**Les consignes**.
[1] Répondez, s'il vous plaît, à ces questions sur l'extrait consacré à la poésie kabyle :
(a) Pendant quelle période le poète Si Muend U Mend a-t-il vécu ?
(b) Chez qui était-il courant de se référer à lui ou de citer un de ses poèmes ?
(c) Où sa poésie est-elle gravée selon l'extrait ?
[2] Rédigez la suite de l'extrait sur la poésie kabyle après la question qui le termine.

**Extrait du document**.
◇ ◇ ◇ ◇ ◇ ◇ ◇

De toutes mes lectures et connaissances livresques, je n’ai pas rencontré ni connu de phénomène d’un même genre ; y compris pour le poète Si Muend U Mend qui a vécu durant la deuxième moitié du dix-neuvième siècle (1845/1906) et dont la poésie est gravée dans l’imaginaire profond de la société kabyle. Chez les hommes adultes mais surtout les vieux, se référer à Si Muend U Mend ou citer un de ses poèmes n’était pas rare. Quelle était donc cette magie qui a permis aux poètes et à leur poésie de se tailler une place aussi importante dans la vie des Kabyles de l’époque ?

◇ ◇ ◇ ◇ ◇ ◇ ◇

**Les données**.
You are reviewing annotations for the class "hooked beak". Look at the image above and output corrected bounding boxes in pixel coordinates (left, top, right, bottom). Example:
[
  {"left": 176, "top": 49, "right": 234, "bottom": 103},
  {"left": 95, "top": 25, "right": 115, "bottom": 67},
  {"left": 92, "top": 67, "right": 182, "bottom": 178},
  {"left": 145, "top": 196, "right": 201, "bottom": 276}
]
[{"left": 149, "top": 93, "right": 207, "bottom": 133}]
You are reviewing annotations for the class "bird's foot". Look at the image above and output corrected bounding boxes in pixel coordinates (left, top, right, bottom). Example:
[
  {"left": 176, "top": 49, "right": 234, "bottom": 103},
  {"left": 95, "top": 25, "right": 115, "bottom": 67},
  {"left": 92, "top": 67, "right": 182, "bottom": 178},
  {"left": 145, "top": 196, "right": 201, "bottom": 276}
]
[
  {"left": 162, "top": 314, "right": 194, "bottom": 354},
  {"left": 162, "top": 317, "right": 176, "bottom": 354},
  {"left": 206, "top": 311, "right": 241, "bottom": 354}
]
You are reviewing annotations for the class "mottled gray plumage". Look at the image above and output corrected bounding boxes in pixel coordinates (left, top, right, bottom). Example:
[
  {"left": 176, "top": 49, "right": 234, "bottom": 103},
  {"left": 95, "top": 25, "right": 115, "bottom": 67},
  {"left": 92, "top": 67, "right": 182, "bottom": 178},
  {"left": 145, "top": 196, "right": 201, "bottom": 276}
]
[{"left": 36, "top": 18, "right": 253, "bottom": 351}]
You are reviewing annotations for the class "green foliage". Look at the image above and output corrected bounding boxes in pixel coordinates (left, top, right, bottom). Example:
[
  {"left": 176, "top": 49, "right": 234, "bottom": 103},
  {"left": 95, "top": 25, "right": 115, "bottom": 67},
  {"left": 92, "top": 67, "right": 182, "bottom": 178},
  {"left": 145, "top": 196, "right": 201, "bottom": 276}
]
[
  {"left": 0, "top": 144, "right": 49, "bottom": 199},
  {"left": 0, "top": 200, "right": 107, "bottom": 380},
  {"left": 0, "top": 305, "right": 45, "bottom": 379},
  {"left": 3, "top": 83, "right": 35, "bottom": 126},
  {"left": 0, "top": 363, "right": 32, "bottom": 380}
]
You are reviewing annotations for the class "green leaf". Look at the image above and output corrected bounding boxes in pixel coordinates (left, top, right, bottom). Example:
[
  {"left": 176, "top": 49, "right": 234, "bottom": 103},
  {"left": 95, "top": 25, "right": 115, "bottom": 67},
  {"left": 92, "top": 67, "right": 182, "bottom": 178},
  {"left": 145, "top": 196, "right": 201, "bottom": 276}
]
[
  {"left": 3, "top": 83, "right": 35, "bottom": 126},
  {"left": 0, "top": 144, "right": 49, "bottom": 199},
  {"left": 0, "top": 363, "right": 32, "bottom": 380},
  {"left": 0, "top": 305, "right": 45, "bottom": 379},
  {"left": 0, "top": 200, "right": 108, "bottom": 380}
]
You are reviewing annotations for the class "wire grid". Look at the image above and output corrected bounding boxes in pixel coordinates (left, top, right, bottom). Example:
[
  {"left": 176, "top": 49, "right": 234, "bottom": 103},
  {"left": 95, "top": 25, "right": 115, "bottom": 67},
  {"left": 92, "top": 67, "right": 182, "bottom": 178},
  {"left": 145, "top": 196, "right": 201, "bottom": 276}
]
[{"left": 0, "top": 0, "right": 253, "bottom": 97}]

◇ ◇ ◇ ◇ ◇ ◇ ◇

**Les réponses**.
[1]
(a) Durant la deuxième moitié du dix-neuvième siècle, de 1845 à 1906.
(b) Chez les hommes adultes, mais surtout chez les vieux.
(c) Dans l'imaginaire profond de la société kabyle.

[2]
On dit que dans les sociétés à tradition orale, la capacité de conservation mémorielle est plus développée que chez celles qui ont rompu avec l’oralité. Il est possible que la tradition de l’oralité de la société kabyle ne soit pas étrangère à cette place occupée par la poésie dans l’espace de vie de tous les jours. Il est possible aussi que ce mode de reproduction sociale de l’oralité ait cultivé et favorisé le sens poétique pour la survie et la conservation. Quand on sait, par exemple, que le marché hebdomadaire en Kabylie n’était pas uniquement cet espace d’échanges de biens économiques, il est permis de penser à cette explication. La mission et le rôle dévolus au marché hebdomadaire dans la sociologie de la Kabylie était bien plus que ce que l’on connait de l’espace commercial au sens classique. Il est un vecteur d’acculturation, de propagation du savoir social et de reproduction de la société elle-même. Le marché hebdomadaire de jadis abritait des échanges culturels et des joutes poétiques, et reste un espace exclusivement réservé aux hommes.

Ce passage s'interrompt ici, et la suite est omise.